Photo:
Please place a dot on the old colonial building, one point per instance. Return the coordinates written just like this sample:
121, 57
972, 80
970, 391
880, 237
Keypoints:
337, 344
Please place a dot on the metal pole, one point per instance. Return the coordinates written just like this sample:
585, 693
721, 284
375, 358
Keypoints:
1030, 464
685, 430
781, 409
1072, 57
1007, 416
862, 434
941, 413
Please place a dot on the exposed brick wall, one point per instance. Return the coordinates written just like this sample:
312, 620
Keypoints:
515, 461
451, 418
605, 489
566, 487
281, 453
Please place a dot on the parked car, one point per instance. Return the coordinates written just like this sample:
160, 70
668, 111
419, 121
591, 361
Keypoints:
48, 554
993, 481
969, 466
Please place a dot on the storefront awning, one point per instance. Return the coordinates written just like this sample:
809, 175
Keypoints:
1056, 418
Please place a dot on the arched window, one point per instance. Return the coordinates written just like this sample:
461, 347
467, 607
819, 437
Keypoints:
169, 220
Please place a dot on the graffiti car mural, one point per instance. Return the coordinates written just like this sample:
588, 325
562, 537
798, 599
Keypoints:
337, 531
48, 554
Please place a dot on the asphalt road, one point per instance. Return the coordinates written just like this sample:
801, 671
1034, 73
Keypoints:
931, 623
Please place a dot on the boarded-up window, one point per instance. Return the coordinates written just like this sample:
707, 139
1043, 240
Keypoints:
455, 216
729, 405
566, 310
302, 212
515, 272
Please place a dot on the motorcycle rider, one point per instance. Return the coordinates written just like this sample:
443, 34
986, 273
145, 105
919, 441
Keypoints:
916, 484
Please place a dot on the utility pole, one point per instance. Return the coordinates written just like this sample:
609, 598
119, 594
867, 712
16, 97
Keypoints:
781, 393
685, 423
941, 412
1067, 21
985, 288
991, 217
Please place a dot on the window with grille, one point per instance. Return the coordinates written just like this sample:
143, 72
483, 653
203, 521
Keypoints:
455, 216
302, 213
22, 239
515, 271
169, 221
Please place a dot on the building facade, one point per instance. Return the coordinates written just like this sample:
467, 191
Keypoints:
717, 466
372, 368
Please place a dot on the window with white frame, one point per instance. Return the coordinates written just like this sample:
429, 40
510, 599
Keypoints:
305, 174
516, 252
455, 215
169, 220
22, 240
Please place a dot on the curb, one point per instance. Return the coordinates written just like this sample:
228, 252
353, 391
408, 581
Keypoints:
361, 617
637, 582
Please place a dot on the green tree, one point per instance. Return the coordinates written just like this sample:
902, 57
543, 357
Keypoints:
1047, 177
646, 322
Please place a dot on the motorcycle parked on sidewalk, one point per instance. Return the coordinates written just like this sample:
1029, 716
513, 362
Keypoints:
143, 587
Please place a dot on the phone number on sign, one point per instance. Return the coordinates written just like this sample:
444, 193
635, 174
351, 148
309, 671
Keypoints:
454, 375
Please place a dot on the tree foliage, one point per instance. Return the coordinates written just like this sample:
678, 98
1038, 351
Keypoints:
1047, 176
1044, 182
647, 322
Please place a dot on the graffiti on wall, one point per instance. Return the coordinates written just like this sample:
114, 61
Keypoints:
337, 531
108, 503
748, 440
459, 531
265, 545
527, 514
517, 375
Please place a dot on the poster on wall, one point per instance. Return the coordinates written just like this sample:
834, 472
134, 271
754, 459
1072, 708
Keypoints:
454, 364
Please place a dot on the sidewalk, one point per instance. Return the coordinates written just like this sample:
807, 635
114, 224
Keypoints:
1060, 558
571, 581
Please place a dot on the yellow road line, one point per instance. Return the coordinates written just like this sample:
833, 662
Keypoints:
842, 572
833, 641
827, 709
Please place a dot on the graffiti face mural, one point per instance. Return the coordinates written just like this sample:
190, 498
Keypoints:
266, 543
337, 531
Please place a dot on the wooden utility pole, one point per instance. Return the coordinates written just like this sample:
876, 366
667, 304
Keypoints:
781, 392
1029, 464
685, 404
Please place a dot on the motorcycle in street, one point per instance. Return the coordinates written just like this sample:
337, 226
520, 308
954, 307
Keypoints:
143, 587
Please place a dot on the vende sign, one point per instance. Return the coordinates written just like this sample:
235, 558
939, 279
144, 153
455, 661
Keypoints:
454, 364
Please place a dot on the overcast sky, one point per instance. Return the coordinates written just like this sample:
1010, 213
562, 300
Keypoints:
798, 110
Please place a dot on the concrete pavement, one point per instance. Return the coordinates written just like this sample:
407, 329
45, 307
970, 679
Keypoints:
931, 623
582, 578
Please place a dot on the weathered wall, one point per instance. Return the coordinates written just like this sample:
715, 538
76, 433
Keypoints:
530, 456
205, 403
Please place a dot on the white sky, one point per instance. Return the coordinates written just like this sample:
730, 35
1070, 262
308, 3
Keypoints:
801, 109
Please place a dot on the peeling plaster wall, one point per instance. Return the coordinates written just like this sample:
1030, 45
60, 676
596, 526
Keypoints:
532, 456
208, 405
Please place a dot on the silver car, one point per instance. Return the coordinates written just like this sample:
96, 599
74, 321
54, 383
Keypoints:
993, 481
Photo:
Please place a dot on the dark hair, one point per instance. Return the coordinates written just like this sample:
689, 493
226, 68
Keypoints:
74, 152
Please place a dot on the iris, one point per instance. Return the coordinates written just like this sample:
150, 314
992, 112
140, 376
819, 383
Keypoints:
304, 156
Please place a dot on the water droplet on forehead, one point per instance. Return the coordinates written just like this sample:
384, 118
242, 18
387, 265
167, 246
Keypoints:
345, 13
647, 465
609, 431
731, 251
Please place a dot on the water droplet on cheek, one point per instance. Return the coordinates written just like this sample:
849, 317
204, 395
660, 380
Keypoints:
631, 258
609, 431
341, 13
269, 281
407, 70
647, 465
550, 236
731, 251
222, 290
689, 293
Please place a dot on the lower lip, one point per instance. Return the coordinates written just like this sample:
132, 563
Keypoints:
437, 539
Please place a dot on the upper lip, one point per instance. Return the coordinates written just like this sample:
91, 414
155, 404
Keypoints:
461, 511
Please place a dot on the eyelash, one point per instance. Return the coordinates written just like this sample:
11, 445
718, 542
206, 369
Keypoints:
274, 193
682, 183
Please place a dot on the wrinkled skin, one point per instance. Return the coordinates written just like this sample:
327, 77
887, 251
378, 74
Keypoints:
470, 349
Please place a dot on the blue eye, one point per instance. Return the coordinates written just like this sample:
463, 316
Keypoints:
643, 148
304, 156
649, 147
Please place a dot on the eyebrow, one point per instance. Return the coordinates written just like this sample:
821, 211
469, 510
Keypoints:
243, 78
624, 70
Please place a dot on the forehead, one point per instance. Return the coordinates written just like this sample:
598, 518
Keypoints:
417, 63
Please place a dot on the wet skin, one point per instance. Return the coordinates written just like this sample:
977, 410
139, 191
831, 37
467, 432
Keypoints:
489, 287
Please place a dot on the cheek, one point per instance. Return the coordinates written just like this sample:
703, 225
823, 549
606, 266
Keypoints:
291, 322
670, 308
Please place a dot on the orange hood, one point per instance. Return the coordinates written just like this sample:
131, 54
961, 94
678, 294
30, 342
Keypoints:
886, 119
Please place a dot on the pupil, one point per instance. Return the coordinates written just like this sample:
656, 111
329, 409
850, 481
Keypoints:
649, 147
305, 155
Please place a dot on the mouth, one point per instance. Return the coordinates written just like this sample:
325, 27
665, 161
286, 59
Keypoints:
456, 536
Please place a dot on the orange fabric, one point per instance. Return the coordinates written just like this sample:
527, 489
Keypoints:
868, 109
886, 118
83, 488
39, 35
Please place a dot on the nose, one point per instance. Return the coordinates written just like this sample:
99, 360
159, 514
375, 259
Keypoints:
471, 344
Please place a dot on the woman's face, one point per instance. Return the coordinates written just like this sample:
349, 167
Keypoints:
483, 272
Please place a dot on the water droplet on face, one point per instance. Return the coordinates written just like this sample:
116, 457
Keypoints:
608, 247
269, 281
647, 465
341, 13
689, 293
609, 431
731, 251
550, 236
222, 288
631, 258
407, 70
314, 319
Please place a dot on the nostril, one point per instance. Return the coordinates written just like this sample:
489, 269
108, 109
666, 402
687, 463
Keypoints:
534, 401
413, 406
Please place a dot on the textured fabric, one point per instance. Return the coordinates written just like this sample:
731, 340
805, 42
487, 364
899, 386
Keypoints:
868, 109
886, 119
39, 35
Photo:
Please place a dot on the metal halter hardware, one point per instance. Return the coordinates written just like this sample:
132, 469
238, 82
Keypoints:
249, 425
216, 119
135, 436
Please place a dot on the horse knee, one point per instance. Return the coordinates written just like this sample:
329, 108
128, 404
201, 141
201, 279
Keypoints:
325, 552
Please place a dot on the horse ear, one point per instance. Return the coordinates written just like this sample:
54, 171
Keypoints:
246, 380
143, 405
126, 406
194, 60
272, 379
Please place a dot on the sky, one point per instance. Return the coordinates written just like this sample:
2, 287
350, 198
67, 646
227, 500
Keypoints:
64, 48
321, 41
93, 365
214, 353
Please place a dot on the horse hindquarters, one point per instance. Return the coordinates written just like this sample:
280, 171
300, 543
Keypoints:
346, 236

• **WORK TO COMPLETE**: Reproduce the rows from the line containing "Please place a dot on the horse hindquarters, one" through the end of the rows, with "hindquarters" renamed to "rump" and nothing else changed.

• **ANSWER FOR THE TASK**:
Please place a dot on the horse rump, one point per instance. Return the coordinates written just like this sample:
280, 171
300, 543
Keypoints:
346, 236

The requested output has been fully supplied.